Custom Cabinet Finishes

One of the most difficult and most personal choices in your design is deciding what type of finish your cabinetry will be. Traditional hand wiped stain? Gorgeous paint? Choosing just the "right" color can lead to some very interesting discussions when planning your kitchen!

Let's see if we can make this process a little easier...What do we offer, and what options are available within those choices?

STAIN

The beauty of wood grain becomes a stunning element, creating a feeling (so much more than just a look!) that can't help but put a smile on your face every time you walk into your kitchen. We offer a full range of high solids furniture stains, from light and subtle to rich and dramatic.


Staining your custom cabinetry The process starts with stain being carefully hand applied, and hand wiped. Pieces are then set aside; this important pause allows the stain to achieve the necessary depth and readies the pieces for the next step: our sealer coat.

Using a catalyzed varnish we hand spray our sealer coat, laying down the proper thickness to provide the foundation of a beautiful and durable clearcoat. Once sprayed, pieces are rolled into the oven, and baked at 130° for twenty minutes. This is not a process that can be duplicated on jobsite-made cabinetry, and is essential for a truly long-lasting and beautiful finish.

When all pieces have cooled, they are hand sanded with an ultrafine grit sandpaper, and then rubbed with a tack cloth to remove the smallest traces of dust. (In case the term "tack cloth" is unfamiliar to you, it is a lint-free cloth treated with turpentine and a small amount of varnish to produce a tacky surface that picks up and holds dust and lint.)

Problem details
Can you continue the text on custom cabinet finishes, starting after its last sentence?

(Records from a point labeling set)
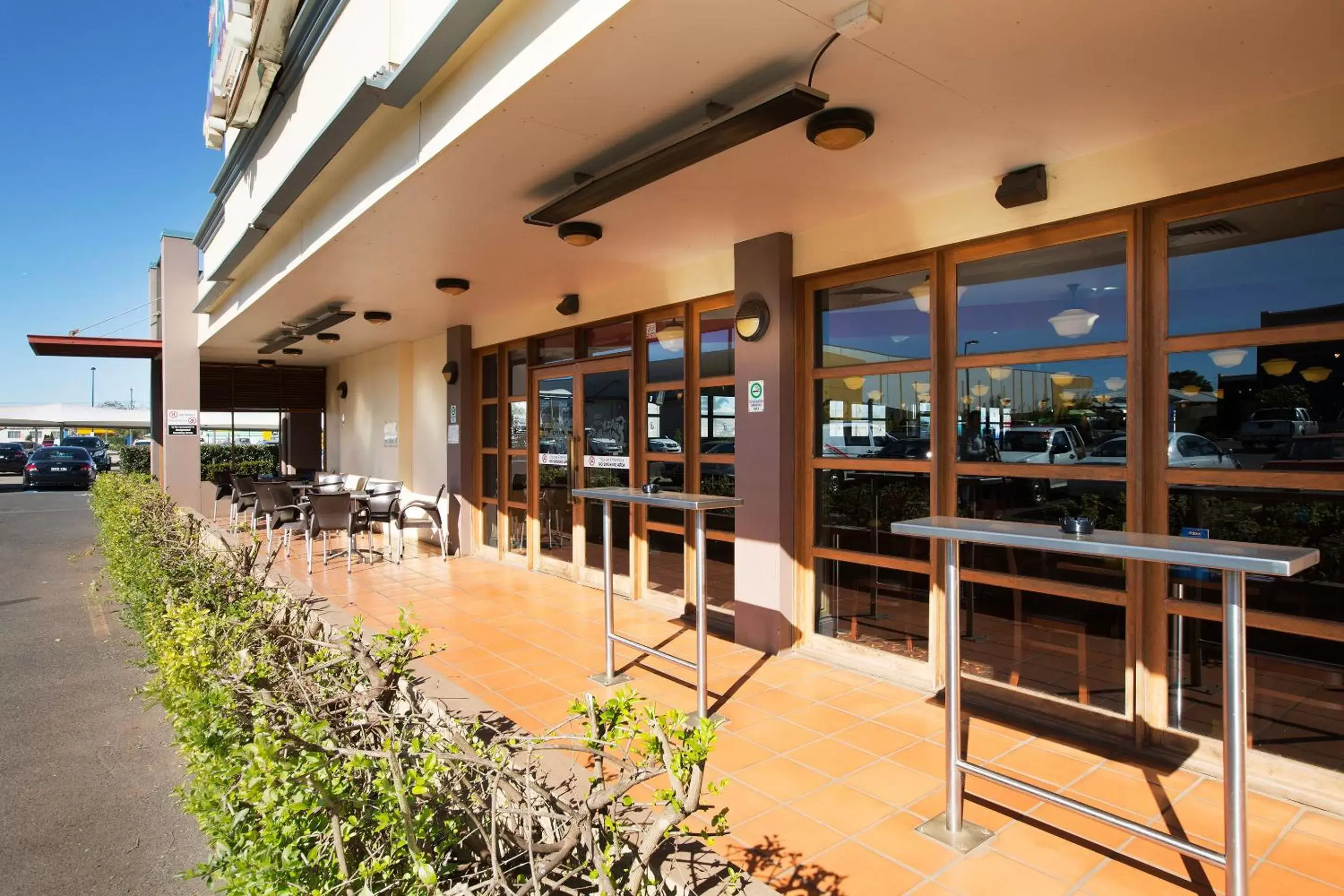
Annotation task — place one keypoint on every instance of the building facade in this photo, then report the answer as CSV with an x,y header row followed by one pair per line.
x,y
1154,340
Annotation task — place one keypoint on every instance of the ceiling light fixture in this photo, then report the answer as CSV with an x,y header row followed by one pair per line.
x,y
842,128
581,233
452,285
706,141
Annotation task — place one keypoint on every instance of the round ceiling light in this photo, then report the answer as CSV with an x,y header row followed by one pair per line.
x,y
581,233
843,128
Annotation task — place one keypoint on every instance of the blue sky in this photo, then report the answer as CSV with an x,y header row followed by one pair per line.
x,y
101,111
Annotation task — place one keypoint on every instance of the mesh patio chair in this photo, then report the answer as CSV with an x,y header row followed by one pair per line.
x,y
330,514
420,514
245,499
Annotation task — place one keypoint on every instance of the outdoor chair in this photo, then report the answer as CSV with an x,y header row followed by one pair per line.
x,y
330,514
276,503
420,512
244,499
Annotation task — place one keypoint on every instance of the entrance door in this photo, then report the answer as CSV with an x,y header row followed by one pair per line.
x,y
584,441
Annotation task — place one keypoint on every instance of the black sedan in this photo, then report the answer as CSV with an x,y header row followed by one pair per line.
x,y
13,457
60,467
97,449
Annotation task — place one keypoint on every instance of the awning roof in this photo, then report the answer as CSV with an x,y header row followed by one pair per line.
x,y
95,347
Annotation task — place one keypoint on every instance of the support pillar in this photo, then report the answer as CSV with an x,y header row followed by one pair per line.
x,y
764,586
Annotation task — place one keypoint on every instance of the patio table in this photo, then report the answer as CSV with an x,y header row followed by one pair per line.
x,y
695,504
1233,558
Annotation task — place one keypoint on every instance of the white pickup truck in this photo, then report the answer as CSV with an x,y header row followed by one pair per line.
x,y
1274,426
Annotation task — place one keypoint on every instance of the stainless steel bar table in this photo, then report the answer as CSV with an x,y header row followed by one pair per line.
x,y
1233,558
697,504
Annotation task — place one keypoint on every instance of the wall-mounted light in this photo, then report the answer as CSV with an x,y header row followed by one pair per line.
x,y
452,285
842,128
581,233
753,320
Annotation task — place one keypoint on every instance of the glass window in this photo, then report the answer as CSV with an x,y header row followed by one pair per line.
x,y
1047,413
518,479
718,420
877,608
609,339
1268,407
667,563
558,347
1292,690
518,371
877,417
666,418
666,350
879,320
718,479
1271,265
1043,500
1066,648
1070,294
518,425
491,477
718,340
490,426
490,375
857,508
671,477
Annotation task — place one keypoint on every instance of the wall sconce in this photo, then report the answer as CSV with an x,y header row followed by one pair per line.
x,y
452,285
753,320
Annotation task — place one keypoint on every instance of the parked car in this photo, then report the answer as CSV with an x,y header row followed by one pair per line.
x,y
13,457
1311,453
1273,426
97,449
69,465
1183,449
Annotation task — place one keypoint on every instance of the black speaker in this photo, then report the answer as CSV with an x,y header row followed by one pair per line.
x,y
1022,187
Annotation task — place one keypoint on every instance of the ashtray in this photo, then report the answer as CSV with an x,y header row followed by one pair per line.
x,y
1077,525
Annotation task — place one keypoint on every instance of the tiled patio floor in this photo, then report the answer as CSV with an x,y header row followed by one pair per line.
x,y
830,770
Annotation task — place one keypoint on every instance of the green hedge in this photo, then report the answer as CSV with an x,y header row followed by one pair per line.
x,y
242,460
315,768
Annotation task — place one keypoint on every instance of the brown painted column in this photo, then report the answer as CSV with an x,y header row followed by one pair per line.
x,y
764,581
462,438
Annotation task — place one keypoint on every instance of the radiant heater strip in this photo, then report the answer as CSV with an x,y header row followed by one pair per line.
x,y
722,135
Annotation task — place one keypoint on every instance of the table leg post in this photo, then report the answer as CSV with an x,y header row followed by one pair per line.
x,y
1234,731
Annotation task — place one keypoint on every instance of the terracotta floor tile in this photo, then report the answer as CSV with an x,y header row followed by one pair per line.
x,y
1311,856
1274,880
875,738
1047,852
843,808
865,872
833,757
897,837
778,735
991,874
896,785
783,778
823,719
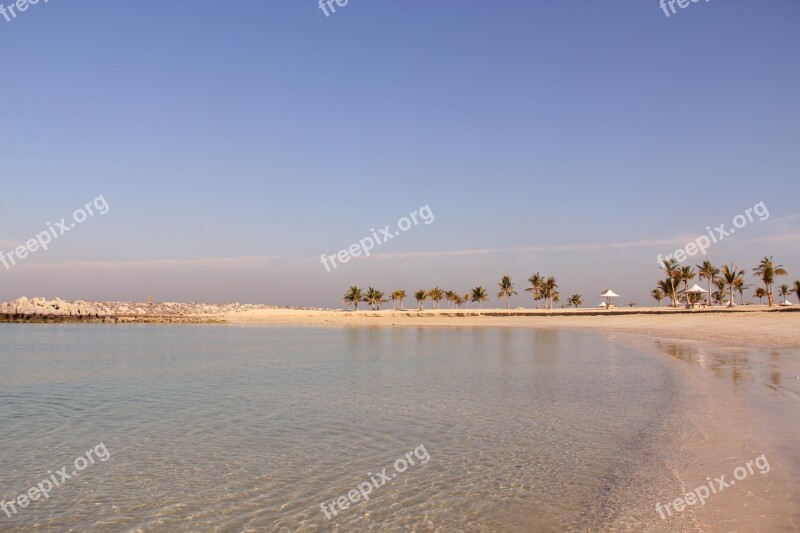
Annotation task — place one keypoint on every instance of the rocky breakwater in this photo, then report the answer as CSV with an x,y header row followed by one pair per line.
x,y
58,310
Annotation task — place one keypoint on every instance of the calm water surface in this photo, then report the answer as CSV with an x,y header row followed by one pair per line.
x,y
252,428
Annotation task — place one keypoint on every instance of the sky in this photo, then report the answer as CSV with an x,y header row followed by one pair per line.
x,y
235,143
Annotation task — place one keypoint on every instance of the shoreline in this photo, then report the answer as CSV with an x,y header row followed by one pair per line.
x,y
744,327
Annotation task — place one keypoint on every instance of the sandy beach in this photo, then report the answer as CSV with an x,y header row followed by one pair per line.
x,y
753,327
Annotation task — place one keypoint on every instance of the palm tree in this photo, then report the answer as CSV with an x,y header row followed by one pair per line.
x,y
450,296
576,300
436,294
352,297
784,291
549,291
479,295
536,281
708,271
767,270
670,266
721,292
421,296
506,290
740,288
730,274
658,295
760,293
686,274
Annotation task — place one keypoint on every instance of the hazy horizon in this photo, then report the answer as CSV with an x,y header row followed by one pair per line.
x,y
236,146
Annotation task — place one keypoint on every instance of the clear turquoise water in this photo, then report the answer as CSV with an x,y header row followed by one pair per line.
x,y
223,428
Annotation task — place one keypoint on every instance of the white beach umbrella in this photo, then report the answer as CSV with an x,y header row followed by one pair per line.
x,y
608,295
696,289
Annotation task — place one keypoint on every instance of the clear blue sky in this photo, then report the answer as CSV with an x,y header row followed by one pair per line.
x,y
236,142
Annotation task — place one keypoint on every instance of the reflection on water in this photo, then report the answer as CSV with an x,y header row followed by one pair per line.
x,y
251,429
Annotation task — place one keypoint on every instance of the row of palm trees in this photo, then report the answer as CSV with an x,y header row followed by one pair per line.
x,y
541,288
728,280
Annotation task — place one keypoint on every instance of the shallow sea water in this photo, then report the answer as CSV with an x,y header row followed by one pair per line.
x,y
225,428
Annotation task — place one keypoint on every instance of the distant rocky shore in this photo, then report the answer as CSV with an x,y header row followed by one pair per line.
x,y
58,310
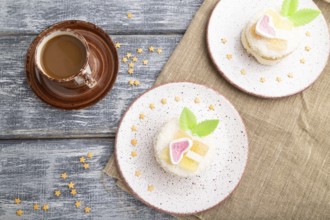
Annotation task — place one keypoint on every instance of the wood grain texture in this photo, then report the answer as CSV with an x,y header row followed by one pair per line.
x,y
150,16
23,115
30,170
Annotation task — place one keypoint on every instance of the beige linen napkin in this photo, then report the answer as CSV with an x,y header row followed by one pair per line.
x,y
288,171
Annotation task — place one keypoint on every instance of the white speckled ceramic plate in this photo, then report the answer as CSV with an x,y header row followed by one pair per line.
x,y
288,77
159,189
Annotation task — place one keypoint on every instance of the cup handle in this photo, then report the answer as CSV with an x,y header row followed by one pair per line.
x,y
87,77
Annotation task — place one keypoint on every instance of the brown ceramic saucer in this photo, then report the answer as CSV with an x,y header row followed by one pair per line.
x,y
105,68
==
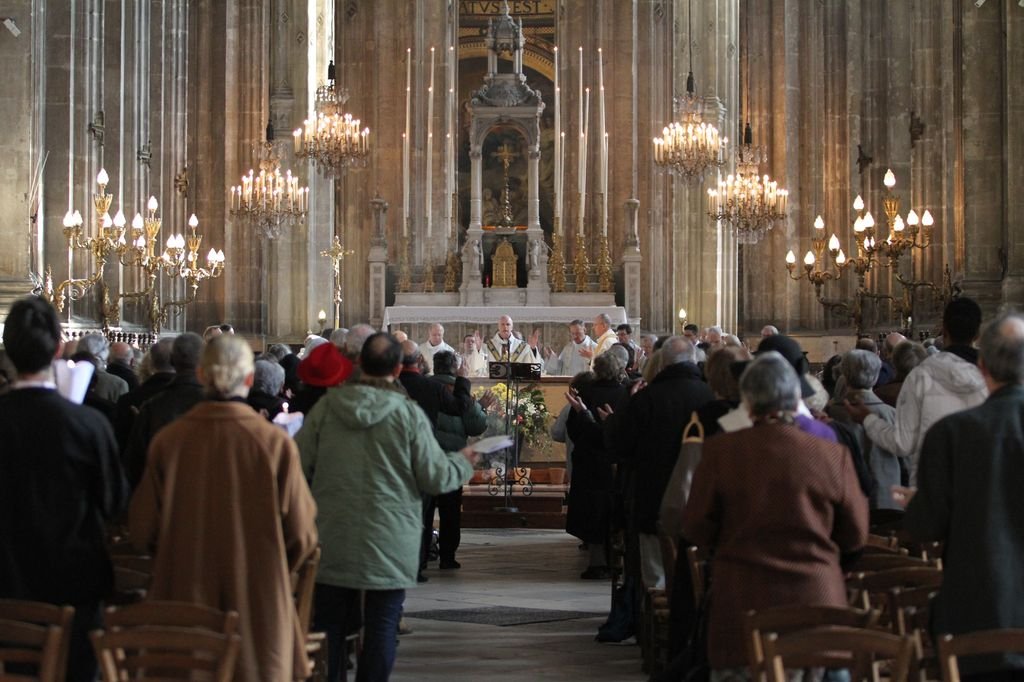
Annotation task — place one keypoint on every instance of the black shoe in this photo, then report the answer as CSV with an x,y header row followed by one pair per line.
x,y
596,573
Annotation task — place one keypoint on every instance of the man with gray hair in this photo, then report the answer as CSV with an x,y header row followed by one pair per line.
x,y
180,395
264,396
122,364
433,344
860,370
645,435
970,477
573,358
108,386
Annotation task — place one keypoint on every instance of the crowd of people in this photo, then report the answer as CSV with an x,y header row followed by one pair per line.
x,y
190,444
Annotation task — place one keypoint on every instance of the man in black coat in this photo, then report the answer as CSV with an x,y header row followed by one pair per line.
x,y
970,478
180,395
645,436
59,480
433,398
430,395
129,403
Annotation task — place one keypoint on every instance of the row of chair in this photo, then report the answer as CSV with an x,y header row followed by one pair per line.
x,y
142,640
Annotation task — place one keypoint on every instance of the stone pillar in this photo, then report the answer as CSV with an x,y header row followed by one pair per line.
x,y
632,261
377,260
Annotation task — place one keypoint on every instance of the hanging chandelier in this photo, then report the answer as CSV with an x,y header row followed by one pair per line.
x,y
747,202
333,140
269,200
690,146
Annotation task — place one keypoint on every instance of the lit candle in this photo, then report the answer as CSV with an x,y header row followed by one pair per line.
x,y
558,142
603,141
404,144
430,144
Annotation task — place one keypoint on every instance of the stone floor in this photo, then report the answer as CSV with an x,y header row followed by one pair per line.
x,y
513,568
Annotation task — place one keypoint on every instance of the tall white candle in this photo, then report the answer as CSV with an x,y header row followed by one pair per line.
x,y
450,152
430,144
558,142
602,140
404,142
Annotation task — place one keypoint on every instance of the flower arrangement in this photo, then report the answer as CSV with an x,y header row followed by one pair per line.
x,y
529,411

Solved problem
Next, it's back to the spray booth, where our skilled sprayers apply the topcoat, using another catalyzed conversion varnish. All freshly topcoated pieces head back to the oven, for another twenty minute baking at 130°. This final baking is equally critical, as it promotes the cross-linking between the sealer and topcoat, yielding our famous gorgeous finish. This carefully controlled finishing process cannot be duplicated by any local cabinetmaker.

PAINT

Acromapro Paint
Our Acromapro paint is comprised of one coat of water based stain blocking primer and two coats of water based pigmented acrylic urethane paint. As with all our finishes, we apply this paint in our controlled finishing area that's designed to maximize quality and consistency. We are proud to say this finish is both low in VOC and formaldehyde free.

Acromapro Paint samplesWe offer a complete and diverse "Crown Point Collection" of 75 standard colors based on the Sherwin Williams color palette with a premium option to custom mix colors from the entire Sherwin Williams palette as well as the color offerings of other paint manufacturers. This finish is offered in both sprayed and brushed applications.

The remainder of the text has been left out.